EXERCISE GOAL: Output, word for word, the span of lines that starts at the one containing "Tag wall clock." and ends at the last line of the records.
Segment Start: AVAILABLE RECORDS
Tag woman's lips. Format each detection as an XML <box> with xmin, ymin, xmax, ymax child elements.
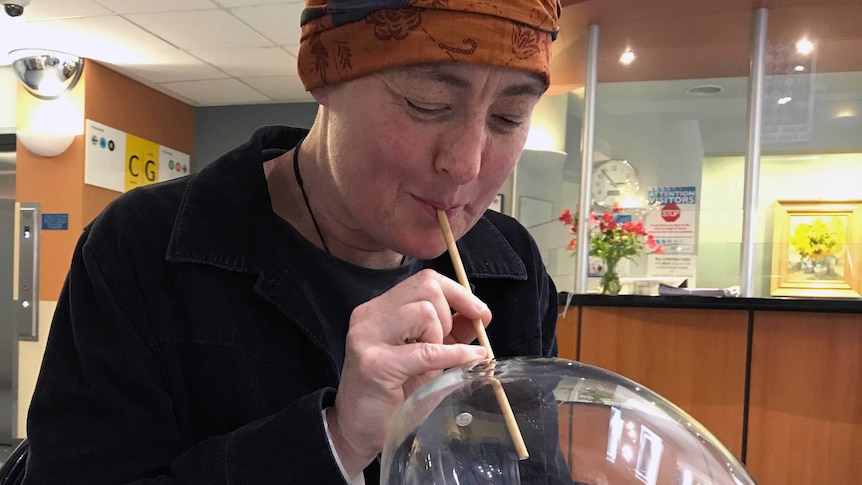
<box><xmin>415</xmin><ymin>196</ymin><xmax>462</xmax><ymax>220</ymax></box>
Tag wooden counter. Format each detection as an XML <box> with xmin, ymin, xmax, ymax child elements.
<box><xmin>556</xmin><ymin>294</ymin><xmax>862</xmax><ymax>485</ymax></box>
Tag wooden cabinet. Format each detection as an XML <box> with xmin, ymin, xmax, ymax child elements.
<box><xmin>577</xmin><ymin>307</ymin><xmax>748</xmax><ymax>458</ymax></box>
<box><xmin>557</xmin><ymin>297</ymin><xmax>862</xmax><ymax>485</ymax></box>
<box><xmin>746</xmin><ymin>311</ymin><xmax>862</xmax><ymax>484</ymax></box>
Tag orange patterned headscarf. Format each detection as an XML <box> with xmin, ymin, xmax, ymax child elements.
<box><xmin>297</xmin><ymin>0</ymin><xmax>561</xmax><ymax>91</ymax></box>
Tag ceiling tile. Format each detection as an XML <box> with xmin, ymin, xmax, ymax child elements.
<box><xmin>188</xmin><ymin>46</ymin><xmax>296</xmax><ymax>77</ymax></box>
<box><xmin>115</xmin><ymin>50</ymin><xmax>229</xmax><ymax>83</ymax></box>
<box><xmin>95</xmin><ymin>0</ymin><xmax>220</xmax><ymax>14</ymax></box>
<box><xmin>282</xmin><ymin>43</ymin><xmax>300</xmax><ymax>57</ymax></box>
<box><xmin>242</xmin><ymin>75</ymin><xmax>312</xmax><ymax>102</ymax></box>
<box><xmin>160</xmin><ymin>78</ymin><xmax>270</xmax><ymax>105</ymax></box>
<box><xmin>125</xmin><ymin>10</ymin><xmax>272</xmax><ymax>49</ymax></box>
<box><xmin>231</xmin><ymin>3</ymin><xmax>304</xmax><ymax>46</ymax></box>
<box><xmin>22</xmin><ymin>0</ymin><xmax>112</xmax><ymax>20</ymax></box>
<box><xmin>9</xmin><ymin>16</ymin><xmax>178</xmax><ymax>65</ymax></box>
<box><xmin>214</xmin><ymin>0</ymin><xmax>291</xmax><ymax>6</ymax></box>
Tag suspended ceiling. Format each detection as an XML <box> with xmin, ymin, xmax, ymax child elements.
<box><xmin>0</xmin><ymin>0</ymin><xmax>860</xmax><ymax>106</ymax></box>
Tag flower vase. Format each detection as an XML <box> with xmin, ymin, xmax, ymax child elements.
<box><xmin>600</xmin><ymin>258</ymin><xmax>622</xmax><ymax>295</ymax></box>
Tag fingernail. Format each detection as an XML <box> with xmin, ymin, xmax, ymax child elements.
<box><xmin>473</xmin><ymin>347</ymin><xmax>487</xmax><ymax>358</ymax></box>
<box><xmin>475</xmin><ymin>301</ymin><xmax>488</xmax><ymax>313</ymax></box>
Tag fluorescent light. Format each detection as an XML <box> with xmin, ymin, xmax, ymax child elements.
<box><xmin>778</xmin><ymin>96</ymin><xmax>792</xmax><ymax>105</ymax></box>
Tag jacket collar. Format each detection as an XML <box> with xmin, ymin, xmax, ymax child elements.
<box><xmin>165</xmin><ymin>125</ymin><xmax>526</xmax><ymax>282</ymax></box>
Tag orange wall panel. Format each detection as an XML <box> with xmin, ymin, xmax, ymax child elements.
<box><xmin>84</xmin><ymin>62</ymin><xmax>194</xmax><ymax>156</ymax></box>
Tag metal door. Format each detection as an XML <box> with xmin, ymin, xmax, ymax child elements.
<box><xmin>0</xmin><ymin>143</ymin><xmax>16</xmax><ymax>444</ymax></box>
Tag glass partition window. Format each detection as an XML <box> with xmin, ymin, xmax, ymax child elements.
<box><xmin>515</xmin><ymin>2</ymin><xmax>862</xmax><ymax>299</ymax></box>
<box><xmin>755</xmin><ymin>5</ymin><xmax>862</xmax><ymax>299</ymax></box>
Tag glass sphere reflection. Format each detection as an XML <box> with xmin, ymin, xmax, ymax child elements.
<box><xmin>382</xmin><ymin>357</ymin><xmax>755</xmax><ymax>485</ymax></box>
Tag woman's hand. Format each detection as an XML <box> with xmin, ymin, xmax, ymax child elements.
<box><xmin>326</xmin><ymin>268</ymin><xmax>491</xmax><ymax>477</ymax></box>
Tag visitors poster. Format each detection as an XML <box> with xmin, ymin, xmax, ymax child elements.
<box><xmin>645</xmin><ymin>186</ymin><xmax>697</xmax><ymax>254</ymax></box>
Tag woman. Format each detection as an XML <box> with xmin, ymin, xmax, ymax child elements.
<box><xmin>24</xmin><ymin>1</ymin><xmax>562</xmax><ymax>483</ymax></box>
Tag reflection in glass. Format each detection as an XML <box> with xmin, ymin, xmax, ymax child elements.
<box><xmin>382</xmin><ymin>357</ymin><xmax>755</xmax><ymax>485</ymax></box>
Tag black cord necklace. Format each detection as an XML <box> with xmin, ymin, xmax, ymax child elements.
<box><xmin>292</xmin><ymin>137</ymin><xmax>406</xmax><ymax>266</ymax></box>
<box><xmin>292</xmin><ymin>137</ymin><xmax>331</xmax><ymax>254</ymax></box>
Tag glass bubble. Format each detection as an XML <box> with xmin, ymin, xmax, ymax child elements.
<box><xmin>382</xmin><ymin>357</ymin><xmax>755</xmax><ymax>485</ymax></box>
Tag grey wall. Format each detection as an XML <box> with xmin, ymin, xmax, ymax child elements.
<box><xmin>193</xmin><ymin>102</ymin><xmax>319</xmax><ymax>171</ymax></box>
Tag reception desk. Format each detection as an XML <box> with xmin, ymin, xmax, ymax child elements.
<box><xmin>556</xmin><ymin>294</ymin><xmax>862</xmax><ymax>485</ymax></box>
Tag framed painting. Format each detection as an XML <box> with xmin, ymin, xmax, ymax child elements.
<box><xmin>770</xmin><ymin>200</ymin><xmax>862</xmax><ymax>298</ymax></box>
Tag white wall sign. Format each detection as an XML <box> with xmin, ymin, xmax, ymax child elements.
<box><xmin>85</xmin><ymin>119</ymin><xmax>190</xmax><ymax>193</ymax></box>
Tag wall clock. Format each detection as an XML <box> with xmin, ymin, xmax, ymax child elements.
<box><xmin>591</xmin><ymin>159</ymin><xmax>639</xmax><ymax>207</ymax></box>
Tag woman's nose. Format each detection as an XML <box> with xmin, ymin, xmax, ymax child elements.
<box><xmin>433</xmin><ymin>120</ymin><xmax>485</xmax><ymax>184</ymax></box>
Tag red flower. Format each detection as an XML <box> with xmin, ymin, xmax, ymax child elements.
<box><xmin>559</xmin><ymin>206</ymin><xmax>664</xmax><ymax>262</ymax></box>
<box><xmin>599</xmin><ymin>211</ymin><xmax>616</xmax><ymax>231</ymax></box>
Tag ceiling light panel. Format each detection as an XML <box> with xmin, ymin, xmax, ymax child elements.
Segment End: AVAILABLE RECORDS
SOLUTION FOR THIS TASK:
Tag wall clock. Format each detection as an XML <box> with xmin, ymin, xmax, ymax child elements.
<box><xmin>591</xmin><ymin>159</ymin><xmax>639</xmax><ymax>207</ymax></box>
Tag woman's nose. Format each detection as an XML <box> with xmin, ymin, xmax, ymax child elements.
<box><xmin>433</xmin><ymin>120</ymin><xmax>485</xmax><ymax>184</ymax></box>
Tag red flower. Format each detection as an XML <box> with xmin, ymin, xmax, ymax child elements.
<box><xmin>559</xmin><ymin>206</ymin><xmax>664</xmax><ymax>262</ymax></box>
<box><xmin>599</xmin><ymin>211</ymin><xmax>616</xmax><ymax>231</ymax></box>
Tag ceiling light panel. Format each detection as an XML <box> with xmin, ymin, xmax, ymax child elements.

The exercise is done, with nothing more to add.